• [REQUIREMENT 1] From the blog post, copy everything from "Anyway, here’s a" up to and including "see things openly.".
• [REQUIREMENT 2] According to the blog post, on what date does the DVD of The Matrix: Reloaded come out?

** SELECTED EXCERPT follows **

Bonus! Here's the 100 Worst Porn Movie Titles. Includes such gems as:
    "AMATEURS ONLY #129 - I'M A BROWN SHIT-HOLED WHORE" (Tell me what you really think...)
    "ULTRA KINKY #79 - BOWLIN' IN HER COLON" (I guess...)
It's all about the Cheese
I get nostalgia from the strangest places. I will be receiving an order shortly from Cuba Cheese, specifically my beloved Old York Sharp. Yes, I said beloved. However, an added bonus was provided when I check the UPS tracking:
    Sep 30, 2003 7:08 P.M. ALLEGANY, NY, US DEPARTURE SCAN

Yes, it's true. Something actually shipped out of my home town! And it was good! Nevertheless, this will not delay my meglomaniacal plans for... well world domination, what else?


The Matrix: Deconstructed

I have seen The Matrix: Reloaded twice, within the first week it had come out. Following that, I digested several excellent essays that attempted to dissect the film (though I do not necessarily agree with their conclusions), and saw the much-ballyhooed anime supplement, The Animatrix. Having time to ponder all this information, and wanting to understand it more, there was only one thing to do: Obtain an apparently illegal copy of Reloaded so I could sate myself until the actual DVD comes out October 14. Well, there were other things I could have done, but it’s difficult to resist a snappy phrase like “there was only one thing to do”. Very dramatic! Anywho…

Anyway, here’s a few insights into Reloaded you might have missed. (Judging by the general reaction of the ignorant masses, you did.) There are a few spoilers in the following paragraphs, so if you don’t want to know what happens, then just deprive yourself of knowledge. If you haven’t seen it already, then you probably have very little interest in which case read-away. Who knows; you might see things openly.

AGENT SMITH is the most intriguing returning character, and most likely the key, or kink, in Revolutions. Agent Smith, unlike any other agents seen in either movie, demonstrates human emotions and self-preservation instincts. In his interrogation scene with Morpheus, he removes his connection to the system (the earpiece, again) in order to tell Morpheus that he is desperate to get out of the Matrix. He even tells Morpheus that he believes the key is in this [human] mind, foreshadowing his apparent successful leap out in film two. For some reason, this particular agent (program) has developed further than any of his counterparts, probably because he has been around for at least one previous iteration of the matrix. We know this from the conversation between the two Agent Smiths in the beginning of Reloaded:
    Agent Smith(i): It's happening exactly as before.

** End of SELECTED EXCERPT **
** AVAILABLE DATA follows **

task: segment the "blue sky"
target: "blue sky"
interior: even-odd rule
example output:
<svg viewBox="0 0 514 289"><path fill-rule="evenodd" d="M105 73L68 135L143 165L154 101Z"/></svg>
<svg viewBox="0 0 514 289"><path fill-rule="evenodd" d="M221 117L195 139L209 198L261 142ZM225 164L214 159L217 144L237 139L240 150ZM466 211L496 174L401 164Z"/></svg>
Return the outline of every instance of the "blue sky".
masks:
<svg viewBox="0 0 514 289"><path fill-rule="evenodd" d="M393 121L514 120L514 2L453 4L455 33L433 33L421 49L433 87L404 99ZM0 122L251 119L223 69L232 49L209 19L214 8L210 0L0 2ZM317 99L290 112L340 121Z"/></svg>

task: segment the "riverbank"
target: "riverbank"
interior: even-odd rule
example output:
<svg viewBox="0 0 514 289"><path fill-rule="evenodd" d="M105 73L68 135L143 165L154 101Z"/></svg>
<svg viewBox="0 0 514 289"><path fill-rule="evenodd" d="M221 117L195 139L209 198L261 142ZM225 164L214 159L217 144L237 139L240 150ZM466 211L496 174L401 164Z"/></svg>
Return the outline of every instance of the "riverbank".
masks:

** End of AVAILABLE DATA **

• [ANSWER SECTION 1]
Anyway, here’s a few insights into Reloaded you might have missed. (Judging by the general reaction of the ignorant masses, you did.) There are a few spoilers in the following paragraphs, so if you don’t want to know what happens, then just deprive yourself of knowledge. If you haven’t seen it already, then you probably have very little interest in which case read-away. Who knows; you might see things openly.

• [ANSWER SECTION 2] October 14